## [Consigne]
Répondez aux questions suivantes à partir de l'article consacré à Porgy and Bess :
(a) À l'occasion de quel festival l'opéra est-il présenté ?
(b) De quelle association Julien Leleu est-il président ?
(c) En quel lieu le spectacle est-il présenté ?

══ Source ══

Accueil > Interviews > Julien Leleu : « Porgy and Bess résonne avec l’histoire des Outre-mer »

Julien Leleu : « Porgy and Bess résonne avec l’histoire des Outre-mer »

À l'occasion du Festival d'Avignon, le célèbre opéra de George Gershwin, Porgy and Bess, est présenté dans une relecture contemporaine et engagée. Rencontre avec Julien Leleu, président de l’association Les Contres Courants et adaptateur de cette version en concert scénique. Portée par les chanteurs du programme « Les Voix des Outre-mer » sous la direction artistique de Fabrice di Falco, cette création tisse un lien entre la lutte des Afro-Américains des années 1930 et les réalités des sociétés créoles contemporaines. Présenté à la chapelle du Verbe Incarné, le spectacle entend mêler exigence lyrique et parole incarnée sur les questions d'identité et de résilience.

Julien Leleu : « Porgy and Bess résonne avec l’histoire des Outre-mer »

═══
══ Extraits des données ══

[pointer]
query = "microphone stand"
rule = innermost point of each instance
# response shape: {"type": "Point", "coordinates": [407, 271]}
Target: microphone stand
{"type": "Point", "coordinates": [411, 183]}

═══

## [Réponse]
(a) Le Festival d'Avignon.
(b) L'association Les Contres Courants.
(c) La chapelle du Verbe Incarné.